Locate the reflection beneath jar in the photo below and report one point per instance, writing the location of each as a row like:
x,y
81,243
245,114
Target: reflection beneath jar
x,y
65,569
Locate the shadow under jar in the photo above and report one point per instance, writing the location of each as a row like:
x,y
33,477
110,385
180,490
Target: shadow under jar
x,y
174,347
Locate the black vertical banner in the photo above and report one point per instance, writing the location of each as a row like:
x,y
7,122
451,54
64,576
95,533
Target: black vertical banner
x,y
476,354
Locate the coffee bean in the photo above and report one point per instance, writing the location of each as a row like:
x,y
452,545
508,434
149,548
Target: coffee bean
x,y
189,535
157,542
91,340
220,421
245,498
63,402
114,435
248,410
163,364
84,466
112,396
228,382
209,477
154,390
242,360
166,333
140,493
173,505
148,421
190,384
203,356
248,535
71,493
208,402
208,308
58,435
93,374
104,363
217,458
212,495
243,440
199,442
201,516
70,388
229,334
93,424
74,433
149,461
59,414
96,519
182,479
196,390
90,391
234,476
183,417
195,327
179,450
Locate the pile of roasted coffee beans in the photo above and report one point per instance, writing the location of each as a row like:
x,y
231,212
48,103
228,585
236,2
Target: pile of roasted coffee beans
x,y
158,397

Description of the task - Turn every line of the records into a numbered list, leaving out any blank lines.

Final result -
1. Locate the reflection beneath jar in the photo below and report one point per instance, writing the location of each as a row like:
2. x,y
3. 81,243
4. 245,114
5. Target: reflection beneath jar
6. x,y
7. 65,569
8. Locate the shadow under jar in the photo above and report one point per instance, writing the location of each as a row like:
9. x,y
10. 33,477
11. 110,385
12. 180,490
13. Target: shadow under jar
14. x,y
15. 174,347
16. Locate the black vertical banner in the photo above and report one point per instance, writing the location of each as a row like:
17. x,y
18. 7,122
19. 451,54
20. 64,576
21. 95,533
22. Target: black vertical banner
23. x,y
24. 476,354
25. Locate the coffee bean in the photo above and report one point per instance, writing the location of each as a row like:
26. x,y
27. 452,545
28. 508,434
29. 149,548
30. Target: coffee bean
31. x,y
32. 189,535
33. 157,542
34. 91,340
35. 220,421
36. 245,498
37. 63,402
38. 114,435
39. 248,410
40. 163,364
41. 84,466
42. 112,396
43. 228,382
44. 209,477
45. 154,390
46. 242,360
47. 166,333
48. 140,493
49. 173,505
50. 148,421
51. 190,384
52. 203,356
53. 248,535
54. 71,493
55. 208,402
56. 208,308
57. 58,435
58. 93,374
59. 104,363
60. 217,458
61. 212,495
62. 243,440
63. 199,442
64. 201,516
65. 70,388
66. 229,334
67. 93,424
68. 74,433
69. 149,461
70. 59,414
71. 96,519
72. 182,479
73. 196,390
74. 90,391
75. 234,476
76. 183,417
77. 195,327
78. 179,450
79. Locate the pile of roasted coffee beans in the photo above and report one point per instance, writing the location of each as a row like:
80. x,y
81. 231,212
82. 48,103
83. 228,585
84. 236,2
85. Target: pile of roasted coffee beans
86. x,y
87. 158,397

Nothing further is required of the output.